Please format everything from the line containing "instances of person" down to the line containing "(551, 257), (566, 293)", both included, as a JSON list of strings with one string per line. Leave out blank lines.

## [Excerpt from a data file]
---+---

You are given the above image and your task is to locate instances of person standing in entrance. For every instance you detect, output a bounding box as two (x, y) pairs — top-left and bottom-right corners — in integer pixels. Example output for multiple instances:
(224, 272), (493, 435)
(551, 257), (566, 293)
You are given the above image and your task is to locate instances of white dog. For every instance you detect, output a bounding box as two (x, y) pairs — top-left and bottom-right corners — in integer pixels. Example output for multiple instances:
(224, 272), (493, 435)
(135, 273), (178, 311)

---+---

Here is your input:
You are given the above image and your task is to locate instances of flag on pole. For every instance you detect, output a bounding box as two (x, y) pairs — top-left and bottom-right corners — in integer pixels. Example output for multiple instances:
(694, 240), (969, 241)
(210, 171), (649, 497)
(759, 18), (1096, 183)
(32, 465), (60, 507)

---+---

## [COMPLETE OUTPUT]
[
  "You are given the above image and your task is to locate instances of person standing in entrance. For every instance you detect, output a bounding box as two (x, y) pairs — top-left and bottom-right corners — in integer pixels. Example output for multiple instances:",
  "(224, 272), (493, 435)",
  "(551, 257), (566, 293)"
]